Text section Block Start
We are currently in the preparatory stage of this new initiative, including registering the CMC in PNG, and raising the required funds. Our plan is to commence operations in the second half of the year. While many practical details remain to be worked out, and while there will no doubt be much learning-by-doing, our vision is clear. We want to contribute to building a system that responds to the needs of FSV survivors in PNG, with definitive redress through effective case management services. The survivors deserve nothing less. Those women and men, committed health, police, legal, community and social workers struggling as individuals, often at great personal cost to ensure accountability through disjointed and often hostile systems, deserve nothing less.

We welcome enquiries and expressions of support. You can contact us at pngcmc@gmail.com.

Stephen Howes is the Director of the Development Policy Centre. Kamalini Lokuge is a Fellow at the National Centre for Epidemiology and Population Health at the ANU. Daisy Plana works for MSF and was the Lae FSC Project Coordinator until last month. Ume Wainetti  is the National Coordinator for the PNG Family and Sexual Violence Action Committee.

For more, see the video, podcast and blog from Ume Wainetti’s May ANU talk. Kamalini Lokuge spoke about the CMC at the PNG Update at the end of June.  Her podcast and presentation are also available.
Text section Block End
§ **What to work on**:
From the text above about the CMC initiative, list every kind of worker named as struggling to ensure accountability for FSV survivors.
Given entries Block Start
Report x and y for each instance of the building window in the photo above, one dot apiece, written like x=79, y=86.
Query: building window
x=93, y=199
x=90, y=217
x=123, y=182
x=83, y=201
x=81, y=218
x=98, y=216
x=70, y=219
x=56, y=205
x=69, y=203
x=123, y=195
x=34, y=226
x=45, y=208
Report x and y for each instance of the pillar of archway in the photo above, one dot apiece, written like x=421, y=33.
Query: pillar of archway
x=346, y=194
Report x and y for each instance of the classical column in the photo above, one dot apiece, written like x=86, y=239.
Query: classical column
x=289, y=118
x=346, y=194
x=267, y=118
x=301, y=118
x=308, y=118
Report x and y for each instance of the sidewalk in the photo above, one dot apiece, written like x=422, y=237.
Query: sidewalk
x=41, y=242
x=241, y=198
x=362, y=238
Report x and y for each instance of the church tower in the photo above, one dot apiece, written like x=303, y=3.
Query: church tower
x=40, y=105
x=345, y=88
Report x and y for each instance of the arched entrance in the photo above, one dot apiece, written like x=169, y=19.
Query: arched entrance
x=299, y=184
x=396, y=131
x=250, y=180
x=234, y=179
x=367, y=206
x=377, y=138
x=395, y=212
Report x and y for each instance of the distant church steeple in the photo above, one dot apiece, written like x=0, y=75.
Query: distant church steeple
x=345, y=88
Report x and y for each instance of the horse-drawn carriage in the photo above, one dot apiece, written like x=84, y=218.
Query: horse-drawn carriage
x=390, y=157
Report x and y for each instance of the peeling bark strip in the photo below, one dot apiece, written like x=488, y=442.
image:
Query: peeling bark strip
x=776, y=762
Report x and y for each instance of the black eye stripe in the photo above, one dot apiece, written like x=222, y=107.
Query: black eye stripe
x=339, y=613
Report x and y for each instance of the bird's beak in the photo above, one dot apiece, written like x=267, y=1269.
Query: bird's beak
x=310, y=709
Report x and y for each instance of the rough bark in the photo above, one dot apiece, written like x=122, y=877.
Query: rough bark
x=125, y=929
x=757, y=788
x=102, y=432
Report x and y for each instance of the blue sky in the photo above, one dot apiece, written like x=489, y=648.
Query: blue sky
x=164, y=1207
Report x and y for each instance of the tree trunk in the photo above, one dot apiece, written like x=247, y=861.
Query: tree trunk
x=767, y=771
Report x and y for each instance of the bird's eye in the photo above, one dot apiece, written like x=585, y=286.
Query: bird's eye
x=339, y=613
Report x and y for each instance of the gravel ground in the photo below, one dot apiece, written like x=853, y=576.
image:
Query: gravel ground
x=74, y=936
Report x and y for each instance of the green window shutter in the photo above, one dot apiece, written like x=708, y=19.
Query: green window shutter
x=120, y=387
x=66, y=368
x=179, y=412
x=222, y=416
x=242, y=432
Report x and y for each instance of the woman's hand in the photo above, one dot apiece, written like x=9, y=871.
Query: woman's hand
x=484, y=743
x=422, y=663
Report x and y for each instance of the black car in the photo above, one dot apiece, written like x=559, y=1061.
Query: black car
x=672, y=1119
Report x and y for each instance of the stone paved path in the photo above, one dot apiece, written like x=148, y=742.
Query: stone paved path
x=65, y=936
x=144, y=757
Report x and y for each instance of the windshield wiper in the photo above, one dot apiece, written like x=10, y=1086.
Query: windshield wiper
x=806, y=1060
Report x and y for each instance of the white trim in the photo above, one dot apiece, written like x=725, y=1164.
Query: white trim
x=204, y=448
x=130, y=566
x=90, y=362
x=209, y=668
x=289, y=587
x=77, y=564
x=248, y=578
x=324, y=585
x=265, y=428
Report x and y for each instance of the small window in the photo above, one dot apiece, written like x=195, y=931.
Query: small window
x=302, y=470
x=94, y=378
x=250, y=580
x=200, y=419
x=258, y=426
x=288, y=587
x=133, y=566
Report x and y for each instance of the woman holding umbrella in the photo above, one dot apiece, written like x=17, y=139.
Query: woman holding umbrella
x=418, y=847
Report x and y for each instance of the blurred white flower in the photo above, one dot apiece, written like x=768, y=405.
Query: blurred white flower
Given entries Block End
§ **Task output**:
Health workers, police workers, legal workers, community workers, social workers